Fast 20 Jahre später verschickt Becking zwar immer noch Kataloge an seinen treuen aber schwindenden Stamm privater Kunden, ist mit Spezialitäten-Kaffees und Klassikern wie dem Hamburger Kapitänskaffee aber längst auch in den Regalen norddeutscher Supermärkte vertreten. Seit Kurzem auch mit Kaffeekapseln. Später als viele andere Anbieter, aber konsequent. „Die Kapseln sind zu 100 Prozent biologisch abbaubar und die ersten in dieser Kategorie, die absolut sauerstoffdicht sind“, sagt Plautz. Aus seiner Sicht ist das die derzeit beste Antwort auf die Kritik an den umstrittenen Kapseln.
Werden sie aus Aluminium oder Plastik gefertigt, gelten sie als schwere Umweltsünde. Sind die Minibehälter für eine Tasse aus der Kapselmaschine aus biologisch abbaubaren und kompostierbaren Materialien hergestellt, galten sie bislang als nachteilig für Haltbarkeit und Aroma. „Die von uns genutzte Kapsel besteht aus nachwachsenden Rohstoffen, der Deckel aus Papier ist mit lebensmittelechtem Lack luftundurchlässig versiegelt“, sagt Plautz.
Für das Nespresso-System
Beckings Kapseln passen in die in Deutschland weit verbreitete Nespresso-Maschine. „Es ist ein Trend, an dem wir nicht vorbeigehen wollten“, sagt Heyko Wychodil. Man wolle niemanden zur Kapsel bekehren, „aber viele Verbraucher haben die Vorteile einer kurzen Aufbrühzeit bei immer gleichem Aroma erkannt“. Das zeigen auch die Zahlen im jüngsten Tchibo-Kaffeereport. Demnach stand 2018 in fast jedem vierten deutschen Haushalt eine Kapselmaschine, sieben Jahre zuvor nur in 13 Prozent. In Hamburg waren es zuletzt sogar 27,1 Prozent. Und mehr als 47 Prozent aller Kapselmaschinenbesitzer nutzen sie nach eigenen Angaben häufig.

Gespeicherte Einträge:
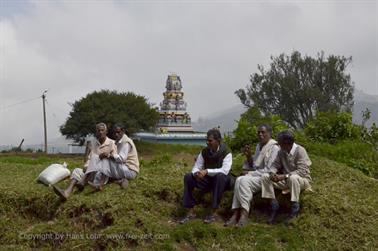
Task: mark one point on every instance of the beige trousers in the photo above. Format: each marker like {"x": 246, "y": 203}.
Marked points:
{"x": 245, "y": 186}
{"x": 295, "y": 184}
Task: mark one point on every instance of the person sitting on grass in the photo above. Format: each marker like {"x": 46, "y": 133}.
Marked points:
{"x": 245, "y": 186}
{"x": 123, "y": 166}
{"x": 102, "y": 149}
{"x": 294, "y": 164}
{"x": 210, "y": 173}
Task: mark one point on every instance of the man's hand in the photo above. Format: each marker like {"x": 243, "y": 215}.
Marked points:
{"x": 201, "y": 174}
{"x": 103, "y": 156}
{"x": 247, "y": 151}
{"x": 277, "y": 177}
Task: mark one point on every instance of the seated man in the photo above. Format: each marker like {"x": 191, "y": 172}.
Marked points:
{"x": 102, "y": 149}
{"x": 265, "y": 153}
{"x": 294, "y": 165}
{"x": 210, "y": 173}
{"x": 123, "y": 166}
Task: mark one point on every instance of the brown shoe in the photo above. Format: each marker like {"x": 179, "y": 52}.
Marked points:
{"x": 233, "y": 220}
{"x": 95, "y": 187}
{"x": 60, "y": 192}
{"x": 124, "y": 183}
{"x": 243, "y": 221}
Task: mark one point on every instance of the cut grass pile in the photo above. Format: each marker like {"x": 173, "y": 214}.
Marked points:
{"x": 340, "y": 215}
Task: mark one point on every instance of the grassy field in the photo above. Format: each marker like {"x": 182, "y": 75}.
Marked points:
{"x": 341, "y": 214}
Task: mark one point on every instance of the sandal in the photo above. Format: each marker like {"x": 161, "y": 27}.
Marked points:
{"x": 210, "y": 219}
{"x": 187, "y": 218}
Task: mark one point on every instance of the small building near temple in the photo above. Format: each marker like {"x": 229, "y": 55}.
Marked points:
{"x": 174, "y": 124}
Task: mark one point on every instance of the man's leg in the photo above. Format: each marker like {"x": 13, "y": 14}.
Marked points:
{"x": 267, "y": 191}
{"x": 120, "y": 173}
{"x": 188, "y": 201}
{"x": 248, "y": 185}
{"x": 219, "y": 183}
{"x": 76, "y": 176}
{"x": 295, "y": 184}
{"x": 235, "y": 205}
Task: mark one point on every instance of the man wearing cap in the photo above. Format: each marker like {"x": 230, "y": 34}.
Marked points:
{"x": 256, "y": 165}
{"x": 123, "y": 166}
{"x": 102, "y": 149}
{"x": 290, "y": 171}
{"x": 210, "y": 173}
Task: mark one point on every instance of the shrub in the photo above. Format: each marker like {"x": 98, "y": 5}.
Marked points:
{"x": 332, "y": 127}
{"x": 246, "y": 131}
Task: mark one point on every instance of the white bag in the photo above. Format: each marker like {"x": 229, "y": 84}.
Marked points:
{"x": 54, "y": 173}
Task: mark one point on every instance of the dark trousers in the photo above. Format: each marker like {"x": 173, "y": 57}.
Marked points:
{"x": 216, "y": 184}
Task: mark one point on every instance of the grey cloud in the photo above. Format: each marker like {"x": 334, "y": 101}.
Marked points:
{"x": 73, "y": 48}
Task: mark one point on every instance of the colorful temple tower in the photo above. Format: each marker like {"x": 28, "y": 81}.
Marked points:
{"x": 174, "y": 126}
{"x": 173, "y": 115}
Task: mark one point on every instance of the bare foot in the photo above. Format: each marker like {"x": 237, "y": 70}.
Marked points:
{"x": 60, "y": 192}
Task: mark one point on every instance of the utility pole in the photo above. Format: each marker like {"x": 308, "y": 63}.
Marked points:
{"x": 44, "y": 118}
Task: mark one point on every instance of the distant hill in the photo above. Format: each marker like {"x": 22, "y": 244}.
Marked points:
{"x": 363, "y": 101}
{"x": 227, "y": 119}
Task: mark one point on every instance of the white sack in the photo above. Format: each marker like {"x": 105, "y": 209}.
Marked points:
{"x": 54, "y": 173}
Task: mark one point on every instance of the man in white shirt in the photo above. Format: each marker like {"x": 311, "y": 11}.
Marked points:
{"x": 102, "y": 149}
{"x": 123, "y": 166}
{"x": 210, "y": 173}
{"x": 290, "y": 171}
{"x": 265, "y": 153}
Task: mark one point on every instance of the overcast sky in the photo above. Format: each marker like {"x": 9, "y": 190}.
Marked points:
{"x": 72, "y": 48}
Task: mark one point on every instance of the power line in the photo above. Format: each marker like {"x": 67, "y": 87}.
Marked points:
{"x": 19, "y": 103}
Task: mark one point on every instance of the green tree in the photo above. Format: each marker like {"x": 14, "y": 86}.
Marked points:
{"x": 246, "y": 131}
{"x": 109, "y": 107}
{"x": 296, "y": 87}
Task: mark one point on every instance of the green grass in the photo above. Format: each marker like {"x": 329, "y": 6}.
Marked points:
{"x": 340, "y": 215}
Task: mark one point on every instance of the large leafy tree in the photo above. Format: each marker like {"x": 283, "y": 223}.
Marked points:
{"x": 109, "y": 107}
{"x": 296, "y": 87}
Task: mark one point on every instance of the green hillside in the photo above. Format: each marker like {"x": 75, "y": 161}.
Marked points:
{"x": 341, "y": 214}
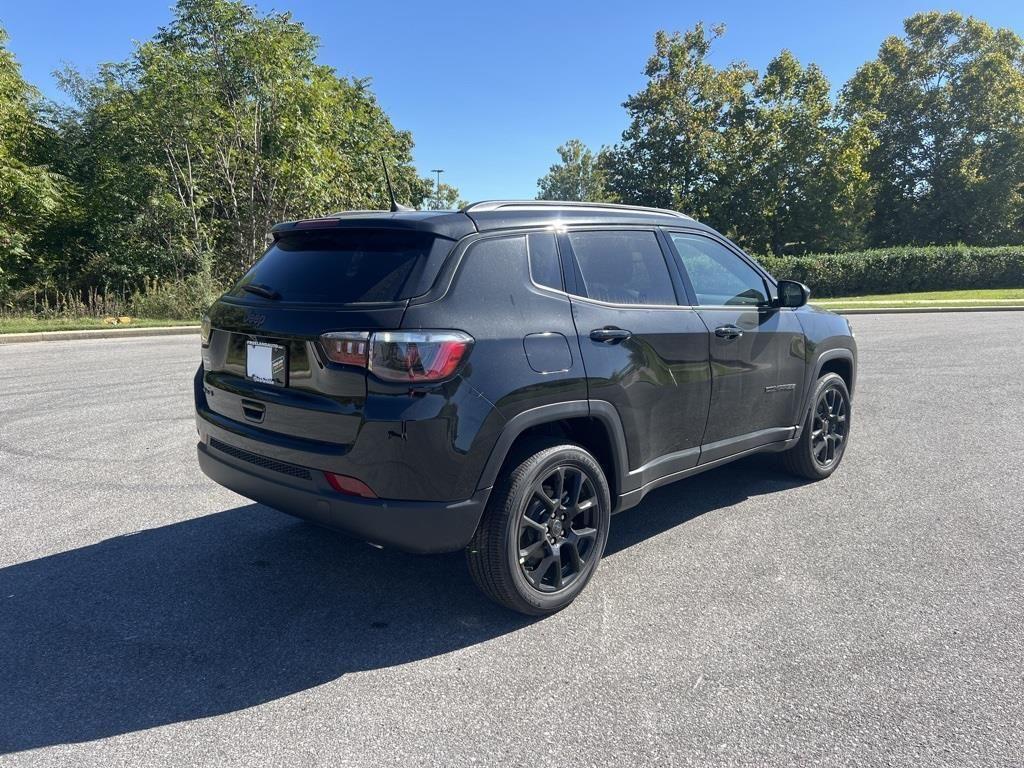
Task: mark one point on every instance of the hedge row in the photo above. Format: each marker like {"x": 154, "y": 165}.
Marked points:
{"x": 902, "y": 269}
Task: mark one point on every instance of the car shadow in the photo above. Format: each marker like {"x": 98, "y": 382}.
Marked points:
{"x": 232, "y": 609}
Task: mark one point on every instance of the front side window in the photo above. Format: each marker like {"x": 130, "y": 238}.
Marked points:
{"x": 623, "y": 267}
{"x": 719, "y": 276}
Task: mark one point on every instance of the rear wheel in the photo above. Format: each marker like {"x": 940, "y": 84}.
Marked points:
{"x": 544, "y": 531}
{"x": 825, "y": 433}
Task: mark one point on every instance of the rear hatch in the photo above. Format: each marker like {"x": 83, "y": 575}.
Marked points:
{"x": 264, "y": 365}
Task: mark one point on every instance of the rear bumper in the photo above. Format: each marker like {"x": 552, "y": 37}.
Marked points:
{"x": 413, "y": 526}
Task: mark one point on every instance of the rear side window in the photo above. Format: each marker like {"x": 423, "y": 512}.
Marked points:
{"x": 623, "y": 267}
{"x": 346, "y": 266}
{"x": 544, "y": 266}
{"x": 719, "y": 275}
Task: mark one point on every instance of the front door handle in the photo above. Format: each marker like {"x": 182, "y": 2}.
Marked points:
{"x": 609, "y": 335}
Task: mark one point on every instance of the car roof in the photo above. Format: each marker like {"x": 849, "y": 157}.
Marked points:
{"x": 497, "y": 214}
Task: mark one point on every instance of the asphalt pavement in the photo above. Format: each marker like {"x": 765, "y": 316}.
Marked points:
{"x": 148, "y": 616}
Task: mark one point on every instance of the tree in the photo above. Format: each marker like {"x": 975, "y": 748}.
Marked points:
{"x": 945, "y": 103}
{"x": 581, "y": 175}
{"x": 30, "y": 193}
{"x": 218, "y": 127}
{"x": 445, "y": 198}
{"x": 793, "y": 176}
{"x": 671, "y": 154}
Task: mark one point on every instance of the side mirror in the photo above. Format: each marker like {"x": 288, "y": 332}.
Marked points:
{"x": 793, "y": 294}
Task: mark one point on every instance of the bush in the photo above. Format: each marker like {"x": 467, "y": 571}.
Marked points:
{"x": 184, "y": 299}
{"x": 903, "y": 269}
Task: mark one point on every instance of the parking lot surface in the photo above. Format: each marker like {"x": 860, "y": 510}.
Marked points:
{"x": 148, "y": 616}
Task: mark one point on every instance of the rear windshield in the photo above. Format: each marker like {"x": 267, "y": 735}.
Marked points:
{"x": 347, "y": 266}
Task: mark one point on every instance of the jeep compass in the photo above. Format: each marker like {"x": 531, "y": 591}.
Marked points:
{"x": 505, "y": 378}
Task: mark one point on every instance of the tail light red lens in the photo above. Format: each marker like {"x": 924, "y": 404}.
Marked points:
{"x": 347, "y": 347}
{"x": 349, "y": 485}
{"x": 400, "y": 355}
{"x": 418, "y": 355}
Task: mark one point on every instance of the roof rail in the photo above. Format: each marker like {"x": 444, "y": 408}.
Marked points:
{"x": 498, "y": 205}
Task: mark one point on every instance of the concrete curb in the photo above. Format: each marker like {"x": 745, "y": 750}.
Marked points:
{"x": 99, "y": 333}
{"x": 128, "y": 333}
{"x": 923, "y": 309}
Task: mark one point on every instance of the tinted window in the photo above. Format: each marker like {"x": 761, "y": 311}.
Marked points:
{"x": 344, "y": 266}
{"x": 719, "y": 275}
{"x": 544, "y": 264}
{"x": 623, "y": 267}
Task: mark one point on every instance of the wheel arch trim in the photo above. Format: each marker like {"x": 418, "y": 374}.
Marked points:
{"x": 600, "y": 410}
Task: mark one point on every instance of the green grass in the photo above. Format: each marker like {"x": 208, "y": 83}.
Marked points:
{"x": 23, "y": 324}
{"x": 985, "y": 297}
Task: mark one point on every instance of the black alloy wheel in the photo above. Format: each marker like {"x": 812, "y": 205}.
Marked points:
{"x": 544, "y": 531}
{"x": 826, "y": 431}
{"x": 828, "y": 434}
{"x": 558, "y": 528}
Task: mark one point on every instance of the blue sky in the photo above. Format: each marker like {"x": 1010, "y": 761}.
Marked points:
{"x": 489, "y": 89}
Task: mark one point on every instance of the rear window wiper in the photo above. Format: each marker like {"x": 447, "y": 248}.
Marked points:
{"x": 266, "y": 293}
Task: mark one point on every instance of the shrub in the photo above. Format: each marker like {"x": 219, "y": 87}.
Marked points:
{"x": 903, "y": 269}
{"x": 184, "y": 299}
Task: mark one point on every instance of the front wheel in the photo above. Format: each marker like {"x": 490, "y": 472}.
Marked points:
{"x": 826, "y": 431}
{"x": 544, "y": 531}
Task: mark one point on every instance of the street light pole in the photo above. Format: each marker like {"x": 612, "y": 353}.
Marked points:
{"x": 437, "y": 188}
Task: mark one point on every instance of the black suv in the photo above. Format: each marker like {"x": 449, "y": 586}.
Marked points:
{"x": 505, "y": 378}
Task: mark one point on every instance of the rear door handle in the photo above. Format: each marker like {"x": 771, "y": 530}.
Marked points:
{"x": 609, "y": 335}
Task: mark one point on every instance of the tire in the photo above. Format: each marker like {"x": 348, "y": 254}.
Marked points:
{"x": 521, "y": 555}
{"x": 830, "y": 411}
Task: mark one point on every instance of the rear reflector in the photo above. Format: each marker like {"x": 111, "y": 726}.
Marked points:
{"x": 349, "y": 485}
{"x": 400, "y": 355}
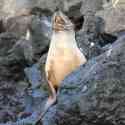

• [ÜBUNGEN]:
- A) Können Sie den Textauszug über Beckings Kaffeekapseln zwischen „Für das Nespresso-System“ und „eigenen Angaben häufig.“ einschließlich wiedergeben und dabei „Verbraucher“ durch „Kunden“ ersetzen?
- B) Beantworten Sie diese Fragen zum Textauszug über Beckings Kaffeekapseln:
(i) Woraus besteht der Deckel der von Becking genutzten Kapsel?
(ii) In welche Maschine passen Beckings Kapseln?
(iii) Wie hoch war der Anteil der Haushalte mit Kapselmaschine zuletzt in Hamburg?
- C) Wie könnte der Textauszug über Beckings Kaffeekapseln weitergehen? Schreiben Sie ihn ab dem letzten Satz fort.
Das Material ist eigenständig und gehört nicht zum Textauszug.

• [LÖSUNGEN]:
- A)
Für das Nespresso-System
Beckings Kapseln passen in die in Deutschland weit verbreitete Nespresso-Maschine. „Es ist ein Trend, an dem wir nicht vorbeigehen wollten“, sagt Heyko Wychodil. Man wolle niemanden zur Kapsel bekehren, „aber viele Kunden haben die Vorteile einer kurzen Aufbrühzeit bei immer gleichem Aroma erkannt“. Das zeigen auch die Zahlen im jüngsten Tchibo-Kaffeereport. Demnach stand 2018 in fast jedem vierten deutschen Haushalt eine Kapselmaschine, sieben Jahre zuvor nur in 13 Prozent. In Hamburg waren es zuletzt sogar 27,1 Prozent. Und mehr als 47 Prozent aller Kapselmaschinenbesitzer nutzen sie nach eigenen Angaben häufig.

- B)
(i) Aus Papier, das mit lebensmittelechtem Lack luftundurchlässig versiegelt ist.
(ii) In die Nespresso-Maschine.
(iii) 27,1 Prozent.

- C)
Becking Kaffee, seit 2015 mit allen Abteilungen in einem in der Firmenfarbe orange gestrichenen Neubau an der Leverkusenstraße (Bahrenfeld) ansässig. ist einer der ersten Nutzer der neuen Kapselart eines deutschen Herstellers. Auch die Hamburger Bio- und Fairtrade-Kaffeerösterei Maya nutzt sie seit Kurzem, um ebenfalls erstmals und mit ruhigem Gewissen Kapseln anzubieten.
In gut sortierten Supermärkten
Für Heyko Wychodil und Sönke Plautz sollen die Einzelportionen auch ein Türöffner zur weiteren Expansion im Handel sein. Becking Kaffee steht in mehr als 200 gut sortierten Edeka-Filialen im Regal. In Hamburg etwa bei Struve, Niemerszein und Glasmeyer. Sie gehörten zu den Ersten, die nun auch die Kapseln in ihre Sortimente aufnahmen. Sie gibt es derzeit in sieben Sorten.
Alles in allem stellen die knapp 20 Mitarbeitern heute um die 40 Sorten Spezialitäten- und Manufaktur-Kaffees her. Zu Zeiten von Helmut Becking waren es nur eine Handvoll. Eine „sechsstellige Summe“, sagt Wychodil habe die Firma in das Projekt Becking-Kapsel investiert, 180.000 Stück wurden vorproduziert. Der Umsatz soll 2019 von 2,3 auf 2,5 Millionen Euro wachsen.